Given passage —
OpenDRIVE 1.6.1

Disclaimer

This document is the copyrighted property of ASAM e.V. In alteration to the regular license terms, ASAM allows unrestricted distribution of this standard. §2 (1) of ASAM’s regular license terms is therefore substituted by the following clause: "The licensor grants everyone a basic, non-exclusive and unlimited license to use the standard ASAM OpenDRIVE".

1. Foreword

ASAM OpenDRIVE provides the exchange format specification to describe static road networks for driving simulation applications. The primary task of ASAM OpenDRIVE is the road description including objects along the road. The OpenDRIVE Specification covers the description on how to model e.g. roads, lanes, junctions. Dynamic content is not coverd by ASAM OpenDRIVE

1.1. Deliverables of the OpenDRIVE specification

The following deliverables are provided for OpenDRIVE:

File format specification
XML schemas
UML model
Sample files (UseCases and Examples)

How to complete this task —
Copy the OpenDRIVE 1.6.1 excerpt word for word, beginning with the words "1. Foreword" and stopping after the words "(UseCases and Examples)". The items that follow are not needed to work with the OpenDRIVE 1.6.1 excerpt.

Extracted entries —
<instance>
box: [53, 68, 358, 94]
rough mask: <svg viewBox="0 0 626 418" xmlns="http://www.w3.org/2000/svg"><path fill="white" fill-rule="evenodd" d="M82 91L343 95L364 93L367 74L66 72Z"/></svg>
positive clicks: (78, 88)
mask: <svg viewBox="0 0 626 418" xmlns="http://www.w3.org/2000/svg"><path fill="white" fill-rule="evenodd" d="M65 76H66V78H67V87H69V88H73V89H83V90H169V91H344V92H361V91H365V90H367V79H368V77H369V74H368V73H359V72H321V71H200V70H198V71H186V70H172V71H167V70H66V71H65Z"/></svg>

* * *

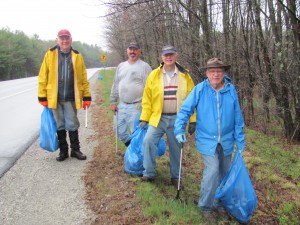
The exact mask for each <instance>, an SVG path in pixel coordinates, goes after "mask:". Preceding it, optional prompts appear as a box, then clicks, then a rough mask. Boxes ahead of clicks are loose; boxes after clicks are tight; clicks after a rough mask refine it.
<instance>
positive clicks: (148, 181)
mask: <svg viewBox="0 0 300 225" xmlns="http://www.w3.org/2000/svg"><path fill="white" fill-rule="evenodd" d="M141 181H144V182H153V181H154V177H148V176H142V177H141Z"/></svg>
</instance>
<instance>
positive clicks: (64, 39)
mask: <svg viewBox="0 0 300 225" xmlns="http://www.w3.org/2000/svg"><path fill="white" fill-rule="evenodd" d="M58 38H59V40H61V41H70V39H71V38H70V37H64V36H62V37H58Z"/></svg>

* * *

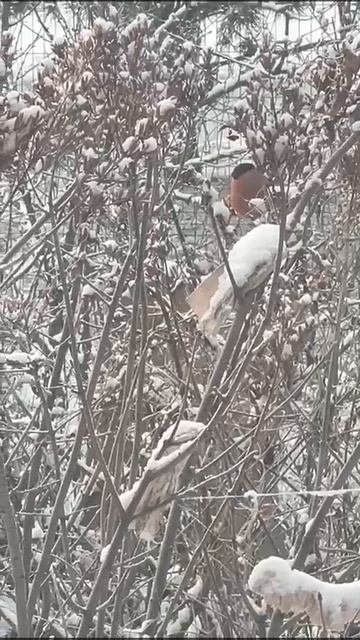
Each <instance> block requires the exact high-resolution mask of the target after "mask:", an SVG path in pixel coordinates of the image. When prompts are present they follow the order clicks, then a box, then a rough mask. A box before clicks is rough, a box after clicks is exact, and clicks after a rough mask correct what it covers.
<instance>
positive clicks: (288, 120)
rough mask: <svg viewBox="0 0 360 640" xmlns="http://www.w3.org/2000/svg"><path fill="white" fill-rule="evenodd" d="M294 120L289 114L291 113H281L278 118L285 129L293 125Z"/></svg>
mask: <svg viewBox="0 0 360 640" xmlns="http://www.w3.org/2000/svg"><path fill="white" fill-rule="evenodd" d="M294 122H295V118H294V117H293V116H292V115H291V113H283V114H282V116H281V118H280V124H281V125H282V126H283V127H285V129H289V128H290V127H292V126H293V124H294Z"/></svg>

Task response —
1. Foreword

ASAM OpenDRIVE provides the exchange format specification to describe static road networks for driving simulation applications. The primary task of ASAM OpenDRIVE is the road description including objects along the road. The OpenDRIVE Specification covers the description on how to model e.g. roads, lanes, junctions. Dynamic content is not coverd by ASAM OpenDRIVE

1.1. Deliverables of the OpenDRIVE specification

The following deliverables are provided for OpenDRIVE:

File format specification
XML schemas
UML model
Sample files (UseCases and Examples)